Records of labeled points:
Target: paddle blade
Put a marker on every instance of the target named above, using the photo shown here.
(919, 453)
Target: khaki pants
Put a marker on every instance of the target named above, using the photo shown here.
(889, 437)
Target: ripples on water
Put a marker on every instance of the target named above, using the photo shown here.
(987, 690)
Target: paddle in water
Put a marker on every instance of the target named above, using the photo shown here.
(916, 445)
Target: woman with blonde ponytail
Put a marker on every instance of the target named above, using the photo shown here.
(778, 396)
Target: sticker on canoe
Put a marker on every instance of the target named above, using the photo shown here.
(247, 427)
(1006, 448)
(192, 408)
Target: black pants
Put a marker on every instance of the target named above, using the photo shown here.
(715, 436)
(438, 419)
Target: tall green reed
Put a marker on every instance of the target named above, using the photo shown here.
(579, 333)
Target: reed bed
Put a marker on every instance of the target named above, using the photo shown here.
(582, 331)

EXERCISE BRIEF
Swap every "Put a marker on" in the lines above for "Place a point on", and write out all the lines again with nothing else altered.

ANSWER FOR THIS EXERCISE
Target: paddle blade
Place a point on every instance of the target named above, using the photo shown here.
(919, 453)
Target: khaki pants
Place a point on every instance of the target named above, using the photo shown here.
(889, 437)
Target: ripples on water
Place a point on every instance of the target named above, using the photo shown here.
(987, 690)
Target: paddle in water
Place a point on every instance of the target named above, using the photo shown here.
(916, 445)
Target: woman with blonde ponytail
Place a point on every instance of the target named above, using the photo shown here.
(778, 396)
Target: sticker on canoe
Place a point on every instance of the target named above, using the photo shown here.
(247, 427)
(1006, 448)
(192, 408)
Target: black pants
Place a point on every instance of the target named above, using the photo shown here.
(715, 436)
(438, 419)
Target: tall green reed
Place a point on every instance of the target named above, using the photo shown here.
(579, 333)
Target: reed bed
Place a point on every instance of the target named above, using the photo shown here.
(582, 331)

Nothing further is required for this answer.